— Extracted records —

☆ ☆ ☆ ☆ ☆ ☆ ☆

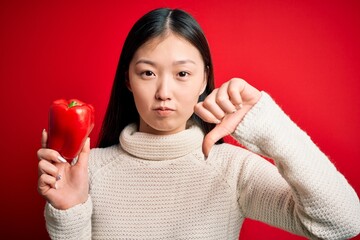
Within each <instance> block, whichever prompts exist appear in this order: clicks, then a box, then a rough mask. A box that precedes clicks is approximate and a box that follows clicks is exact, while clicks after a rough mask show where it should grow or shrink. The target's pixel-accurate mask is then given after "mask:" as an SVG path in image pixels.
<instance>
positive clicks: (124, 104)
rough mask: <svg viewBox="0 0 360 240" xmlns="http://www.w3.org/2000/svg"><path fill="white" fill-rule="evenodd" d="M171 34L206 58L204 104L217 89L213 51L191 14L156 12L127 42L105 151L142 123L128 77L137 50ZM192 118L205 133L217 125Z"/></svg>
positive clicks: (113, 91)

☆ ☆ ☆ ☆ ☆ ☆ ☆

— What you are asked to do —
The records above should be output exactly, but without any of their pictures.

— Result of the exercise —
Within each <instance> block, whichever prompts exist appear in this order: clicks, then a box, then a rough mask. A box that precedes clicks is approximate and a box that follows clicks is exact, while clicks after a rough mask show where it should grow or shrink. The target's pixel-accurate mask is then given after "mask:" as an SVG path in image pixels.
<instance>
positive clicks: (124, 104)
rough mask: <svg viewBox="0 0 360 240" xmlns="http://www.w3.org/2000/svg"><path fill="white" fill-rule="evenodd" d="M171 34L206 58L204 104L217 89L213 51L191 14L156 12L127 42L105 151L142 123L128 77L137 50ZM192 118L205 133L217 125Z"/></svg>
positive clicks: (113, 91)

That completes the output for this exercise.